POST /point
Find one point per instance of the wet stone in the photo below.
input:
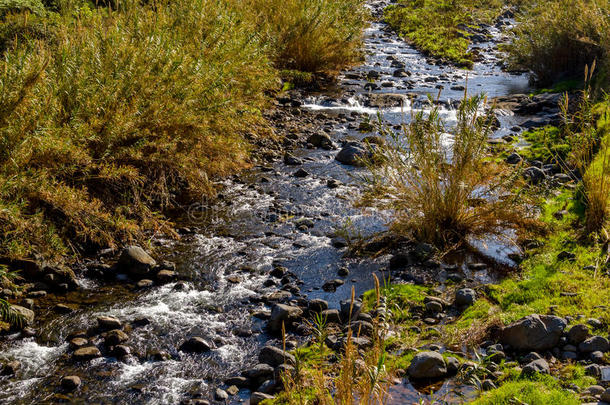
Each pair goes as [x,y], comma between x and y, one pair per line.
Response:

• _YOUR OBJECTIVE_
Check the data above line by line for the word "point". State only how many lines contain it.

• _WORKED SOLUTION_
2